Document
The Serbian Orthodox Church in North and South America () is a constituent and integral part of the one and only Serbian Orthodox Church (Patriarchate) and therefore the jurisdiction of the Serbian Orthodox Church (SPC) in the Americas. It has five eparchies (dioceses), that were reorganized in 2009. It also has a central church council made up of diocesan bishops, and almost 220 churches, chapels, monasteries and sketes in the United States, Canada, and South and Central America.

History

The arrival of the first Serbian Orthodox Christian emigrants to the Americas began in the first half of the 19th century. One only needs to read the life stories of Michael Pupin and Nikola Tesla and the lesser-known personalities such as Rado Radosavljević to understand the impact of immigration period of the time. When young adventurous Serbs came to California, there were Slavonians there to welcome them. There was a Slavonian at John Sutter's Mill when James W. Marshall found gold there. He was the one they called "Sailor Man". Slavs were in America mining gold even before Marshall's find. The Russians found gold in their colonies of Fort Ross and Bodega in 1812. Stories abound about Slavonians marrying daughters of Spanish Dons in California and even a Hawaiian princess. The famous Tadich Grill on California Street in San Francisco was established by Slavonians on Commercial Street in that city way back in 1849. The first secretary of the California Land Commission was George Fisher (Đorđe Šagić). George Fisher came to America in 1825 and is remembered as an eminent American pioneer.

It is no surprise that Serbs came to Amador and Calaveras counties in the late 19th century. Many of the mining companies in those counties were Slavonian-owned or managed. They also came to the United States of America via Mexico, then under the rule of an Austrian Archduke Maximillian who was dubbed "the last King of Mexico". Those were mainly Serbs from the Austrian Empire (later Austria-Hungary) who emigrated to Mexico, though found more opportunities north of Tijuana. Also, many of them were sailors on Adriatic sailing ships that called on California ports before and during the California Gold Rush. Other Serbian sailors who came by sailing ships to the Gulf of Mexico decided to make their home in New Orleans, Louisiana. Later, these same Serbs joined the ranks of fighting men in Slavonian Rifles 1st Co., Slavonian Rifles 2nd Co., Slavonian Rifles Company Infantry Battalion Louisiana Legion, Austrian Guards 4th Regiment European Brigade, Cognevich's Company 4th Regiment European Brigade. Names like Russian Turchin and Serb-Montenegrin Cognevich (Konjević) of New Orleans who organized his own company and became its captain are now part of American Civil War history.

Material shown
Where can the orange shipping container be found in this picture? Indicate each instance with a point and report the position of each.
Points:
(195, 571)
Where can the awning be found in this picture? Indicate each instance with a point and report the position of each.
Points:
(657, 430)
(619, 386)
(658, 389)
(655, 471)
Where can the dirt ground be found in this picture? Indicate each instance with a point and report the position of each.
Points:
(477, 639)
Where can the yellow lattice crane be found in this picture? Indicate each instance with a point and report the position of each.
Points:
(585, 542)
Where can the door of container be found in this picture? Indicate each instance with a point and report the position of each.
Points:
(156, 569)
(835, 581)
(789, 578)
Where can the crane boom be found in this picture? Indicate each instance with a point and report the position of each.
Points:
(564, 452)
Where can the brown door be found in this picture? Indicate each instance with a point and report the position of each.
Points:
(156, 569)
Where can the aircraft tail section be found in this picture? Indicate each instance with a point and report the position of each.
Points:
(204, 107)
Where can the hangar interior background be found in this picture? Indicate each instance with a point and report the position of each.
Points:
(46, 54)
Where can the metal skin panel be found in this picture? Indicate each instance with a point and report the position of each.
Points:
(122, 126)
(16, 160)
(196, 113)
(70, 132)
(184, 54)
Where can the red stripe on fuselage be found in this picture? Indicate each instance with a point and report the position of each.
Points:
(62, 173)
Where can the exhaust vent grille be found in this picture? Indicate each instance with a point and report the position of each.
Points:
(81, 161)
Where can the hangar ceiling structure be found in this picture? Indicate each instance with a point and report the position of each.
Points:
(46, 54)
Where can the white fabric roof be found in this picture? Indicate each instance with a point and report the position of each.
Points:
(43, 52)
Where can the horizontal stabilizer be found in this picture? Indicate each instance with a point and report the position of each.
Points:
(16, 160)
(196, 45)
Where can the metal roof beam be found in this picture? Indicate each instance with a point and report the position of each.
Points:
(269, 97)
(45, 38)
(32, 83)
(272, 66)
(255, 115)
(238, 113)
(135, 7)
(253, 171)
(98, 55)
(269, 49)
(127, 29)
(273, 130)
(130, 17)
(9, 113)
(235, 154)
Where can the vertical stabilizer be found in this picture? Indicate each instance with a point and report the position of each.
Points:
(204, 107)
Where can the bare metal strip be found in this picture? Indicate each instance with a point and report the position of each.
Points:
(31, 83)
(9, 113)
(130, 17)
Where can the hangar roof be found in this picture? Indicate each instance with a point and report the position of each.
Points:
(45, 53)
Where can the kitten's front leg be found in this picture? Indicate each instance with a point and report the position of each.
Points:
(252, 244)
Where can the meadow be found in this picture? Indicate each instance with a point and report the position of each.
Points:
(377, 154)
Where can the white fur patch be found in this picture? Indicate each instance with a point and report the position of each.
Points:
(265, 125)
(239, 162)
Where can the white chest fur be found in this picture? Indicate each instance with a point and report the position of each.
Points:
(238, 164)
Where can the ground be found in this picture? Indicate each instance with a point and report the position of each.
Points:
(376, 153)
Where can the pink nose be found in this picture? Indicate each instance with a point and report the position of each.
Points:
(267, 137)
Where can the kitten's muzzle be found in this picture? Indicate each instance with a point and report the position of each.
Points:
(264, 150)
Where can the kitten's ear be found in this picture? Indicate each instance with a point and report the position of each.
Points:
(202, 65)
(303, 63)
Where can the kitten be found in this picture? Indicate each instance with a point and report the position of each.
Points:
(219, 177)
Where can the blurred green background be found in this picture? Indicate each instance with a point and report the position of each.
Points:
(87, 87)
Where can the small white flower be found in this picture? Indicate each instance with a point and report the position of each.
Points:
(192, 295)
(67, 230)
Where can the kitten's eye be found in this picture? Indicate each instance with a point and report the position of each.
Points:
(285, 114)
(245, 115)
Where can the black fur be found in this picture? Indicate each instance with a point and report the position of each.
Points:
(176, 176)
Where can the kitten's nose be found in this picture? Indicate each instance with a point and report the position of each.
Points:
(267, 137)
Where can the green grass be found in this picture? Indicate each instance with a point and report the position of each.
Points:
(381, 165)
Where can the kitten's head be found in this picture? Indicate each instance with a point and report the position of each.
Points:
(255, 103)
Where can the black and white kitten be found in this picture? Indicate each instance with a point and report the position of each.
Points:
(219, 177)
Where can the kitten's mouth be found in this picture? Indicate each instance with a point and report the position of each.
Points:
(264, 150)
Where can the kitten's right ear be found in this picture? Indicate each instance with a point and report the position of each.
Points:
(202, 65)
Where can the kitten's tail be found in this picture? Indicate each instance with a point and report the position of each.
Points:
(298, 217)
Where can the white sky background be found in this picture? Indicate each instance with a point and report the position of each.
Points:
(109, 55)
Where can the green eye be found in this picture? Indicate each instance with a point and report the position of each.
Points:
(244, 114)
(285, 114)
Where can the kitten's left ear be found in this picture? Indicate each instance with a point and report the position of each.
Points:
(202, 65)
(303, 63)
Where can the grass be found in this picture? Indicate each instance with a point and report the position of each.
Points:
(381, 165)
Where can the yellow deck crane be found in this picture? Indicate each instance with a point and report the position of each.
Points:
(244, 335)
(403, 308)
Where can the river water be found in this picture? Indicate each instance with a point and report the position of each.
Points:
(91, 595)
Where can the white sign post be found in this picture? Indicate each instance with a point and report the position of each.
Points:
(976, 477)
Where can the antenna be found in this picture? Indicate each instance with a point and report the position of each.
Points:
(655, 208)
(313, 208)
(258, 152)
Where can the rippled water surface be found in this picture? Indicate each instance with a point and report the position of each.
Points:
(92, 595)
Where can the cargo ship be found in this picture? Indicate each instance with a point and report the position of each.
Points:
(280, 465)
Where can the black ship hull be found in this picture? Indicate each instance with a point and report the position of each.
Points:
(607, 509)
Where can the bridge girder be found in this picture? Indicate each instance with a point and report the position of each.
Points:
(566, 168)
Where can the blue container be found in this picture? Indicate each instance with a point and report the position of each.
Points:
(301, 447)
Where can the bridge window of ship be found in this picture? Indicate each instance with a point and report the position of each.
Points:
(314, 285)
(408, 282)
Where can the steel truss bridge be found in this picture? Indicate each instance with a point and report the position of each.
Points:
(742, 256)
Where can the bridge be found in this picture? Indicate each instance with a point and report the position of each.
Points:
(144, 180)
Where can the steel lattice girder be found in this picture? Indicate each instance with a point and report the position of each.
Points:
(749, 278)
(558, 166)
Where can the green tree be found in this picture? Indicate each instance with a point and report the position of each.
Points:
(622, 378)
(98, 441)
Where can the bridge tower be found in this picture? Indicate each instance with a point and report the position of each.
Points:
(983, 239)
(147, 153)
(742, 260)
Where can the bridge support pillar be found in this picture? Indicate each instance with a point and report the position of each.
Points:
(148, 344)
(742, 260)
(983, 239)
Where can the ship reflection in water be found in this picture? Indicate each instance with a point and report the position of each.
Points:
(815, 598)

Required task 1
According to the text on the Serbian Orthodox Church in the Americas, why was it no surprise that Serbs came to Amador and Calaveras counties in the late 19th century? Answer in one to three sentences.
Required task 2
Translate this sentence from the text on the Serbian Orthodox Church in the Americas into Spanish: "George Fisher came to America in 1825 and is remembered as an eminent American pioneer."
Required task 3
Carry the text on the Serbian Orthodox Church in the Americas forward from its last sentence.
The listing is separate material and has nothing to do with the text on the Serbian Orthodox Church in the Americas.

Written reply 1
It was no surprise because many of the mining companies in Amador and Calaveras counties were Slavonian-owned or managed.

Written reply 2
George Fisher llegó a América en 1825 y se le recuerda como un eminente pionero estadounidense.

Written reply 3
By the end of the century, more Serbian immigrants continued to come from Austria-Hungary, from the Kingdom of Serbia, Principality of Montenegro and from the Ottoman Empire since not all Serbian territories were emancipated at the time. Emigration was mainly directed to the United States and Canada where industries thrived. Among emigrants, there were several Serbian Orthodox priests, and by the end of the 19th-century first parish communities were established and churches built. Wrote Fern A. Wallace in his 1974 book, "The Flame and the Candle", that the city of Douglas (since merged with Juneau, Alaska) was a very rich mining town at the turn of the century. During this time, large groups of Serbs from Montenegro came to Douglas to work in the gold mines of the Treadwell Company. Among these Serb pioneers arose the traditional desire to establish their own church as well as their own print shop. An article told of the first Serbian pioneers in Alaska and their fraternal efforts to build a church for themselves and for the generations of Serbs in Alaska. These documents were signed by 286 members of the Saint Sava Church, eight members of the church board and three priests, headed by Archimandrite Sebastian Dabovich in Douglas, Alaska.

After the gold rush days, many of these pioneers moved to the big cities where they formed social groups. One of the first societies they organized with other Slavonians was the Slavonian Illyrian Benevolent Society of San Francisco in 1857. A branch of this society, one of many branches in California, was established in Sutter Creek, California in 1872. The Sutter Creek branch erected a lodge building on the society's property in 1874. This was the earliest recorded Slavonian social hall built in western America. Others followed suit: Amador County Serbs organized the "St. Sava Church Organization" of Amador County in 1886. These early societies provided many services to their members and the community. They tended the ill: gave help to the aged; and provided burial services for the deceased. They organized annual celebrations of Saint Sava's Day, the patron saint of the Serbian people (Savin Dan), and Vidovdan commemorating the Battle of Kosovo in 1389. They met to listen to famous guslars, to sing their cherished songs, and to dance the kolo. The members of the "Saint Sava Church Organization"  of Amador County played a major role in the building of St. Sava Church in Jackson.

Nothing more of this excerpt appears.